*Assignment*
The answer must restate every entry below word for word.

____ Exercise material

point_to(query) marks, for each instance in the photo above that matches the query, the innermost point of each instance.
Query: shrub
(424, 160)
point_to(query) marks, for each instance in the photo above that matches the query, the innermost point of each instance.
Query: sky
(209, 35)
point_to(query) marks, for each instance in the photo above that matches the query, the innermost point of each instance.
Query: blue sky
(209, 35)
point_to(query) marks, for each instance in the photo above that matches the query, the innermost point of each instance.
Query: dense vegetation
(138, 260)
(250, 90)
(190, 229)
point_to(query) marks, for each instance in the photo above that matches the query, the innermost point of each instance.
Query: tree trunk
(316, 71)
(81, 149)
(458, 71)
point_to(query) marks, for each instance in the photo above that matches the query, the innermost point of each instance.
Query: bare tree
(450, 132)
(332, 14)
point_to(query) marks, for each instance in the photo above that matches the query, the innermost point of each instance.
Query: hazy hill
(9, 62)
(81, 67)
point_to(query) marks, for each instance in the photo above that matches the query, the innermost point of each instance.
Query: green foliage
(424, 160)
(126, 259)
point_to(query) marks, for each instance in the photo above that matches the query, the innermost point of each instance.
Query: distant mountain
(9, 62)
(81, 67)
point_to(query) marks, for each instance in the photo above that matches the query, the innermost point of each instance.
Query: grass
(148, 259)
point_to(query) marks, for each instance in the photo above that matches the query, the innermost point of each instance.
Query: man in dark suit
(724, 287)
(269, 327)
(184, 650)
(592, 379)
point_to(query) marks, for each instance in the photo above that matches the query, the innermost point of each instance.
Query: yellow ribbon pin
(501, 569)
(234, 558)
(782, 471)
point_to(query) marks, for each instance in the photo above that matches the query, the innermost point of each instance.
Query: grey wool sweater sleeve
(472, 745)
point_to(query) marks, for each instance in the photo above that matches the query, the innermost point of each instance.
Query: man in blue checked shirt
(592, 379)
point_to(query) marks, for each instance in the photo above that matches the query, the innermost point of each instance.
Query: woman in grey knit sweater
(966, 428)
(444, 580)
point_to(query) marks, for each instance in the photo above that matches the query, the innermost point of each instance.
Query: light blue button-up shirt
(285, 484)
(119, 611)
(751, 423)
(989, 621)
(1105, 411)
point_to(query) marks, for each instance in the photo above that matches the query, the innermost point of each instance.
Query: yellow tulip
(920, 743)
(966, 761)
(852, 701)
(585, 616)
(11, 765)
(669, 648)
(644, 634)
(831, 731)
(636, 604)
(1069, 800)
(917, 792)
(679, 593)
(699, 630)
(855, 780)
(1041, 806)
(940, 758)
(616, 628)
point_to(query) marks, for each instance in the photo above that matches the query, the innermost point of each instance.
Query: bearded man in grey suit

________

*Task output*
point_to(query) marks, for each instance in the photo above that matches the query, the innermost point of each instance.
Query: shrub
(424, 160)
point_to(query) marks, for each instance in the photo above that matches the query, the innermost point of each instance.
Query: sky
(209, 35)
point_to(query) marks, for each instance in the photo above that matches the query, the innermost point of each instance.
Query: blue sky
(209, 35)
point_to(query) marks, for each instance in the photo above that matches the query, the innermost point of each instance.
Query: dense vegetation
(138, 260)
(250, 90)
(190, 229)
point_to(query) marks, for each instance in the photo above that matches the query, the innermost point of each instance.
Query: tree trunk
(316, 71)
(81, 149)
(458, 71)
point_to(query) marks, for each instance in the photo above that matches the query, the innermost point of each instance.
Query: bare tree
(450, 132)
(332, 14)
point_to(query) marks, for each instance in the photo above that matches the query, the innermost point of each instance.
Query: hazy hill
(9, 62)
(81, 67)
point_to(query) marks, for each instance in the photo above that matches the query, the innermost point of each instance.
Query: green foliage
(424, 160)
(126, 259)
point_to(query) marks, for each instance in the photo above that matches the query, the innermost point of each instance.
Query: distant mountain
(9, 62)
(81, 67)
point_to(query) marks, for each instance in the photo above that matches the query, the innermost point of each instance.
Query: grass
(148, 259)
point_to(query) marks, for each instance in the photo above that matches the query, the innermost point of each instance.
Query: man in dark suit
(724, 287)
(269, 327)
(184, 650)
(592, 379)
point_to(query) marks, for each instance in the photo above that matches the query, the innermost point of each instance.
Query: yellow ribbon pin
(501, 569)
(234, 558)
(782, 471)
point_to(query) marks, for each instance in the photo above that matches the query, the innermost point of each instance.
Query: grey wool sweater sleeve
(472, 745)
point_to(query) marks, for each instance in the photo above that matches the query, the innermost point of each instance.
Query: man in blue checked shirt
(592, 379)
point_to(query) marks, for each instance in the photo above that matches the query, the innermost point of each instance.
Query: woman in grey knit sweater
(966, 428)
(444, 580)
point_to(query) marks, for each instance in the photo above that matches the query, the innermost point of each instance.
Query: light blue button-up shirt
(285, 484)
(119, 611)
(751, 423)
(989, 621)
(1105, 411)
point_to(query) marks, for each instance in the photo above that matches the query, the innermost point of each instance.
Query: yellow tulip
(920, 743)
(966, 761)
(852, 701)
(585, 616)
(11, 765)
(669, 648)
(644, 634)
(831, 731)
(636, 604)
(1069, 800)
(917, 792)
(679, 593)
(699, 630)
(855, 780)
(1041, 806)
(940, 758)
(616, 628)
point_to(query) marks, for each instance in the photo above that matches the query, the innermost point of each instance.
Query: bearded man in grey suit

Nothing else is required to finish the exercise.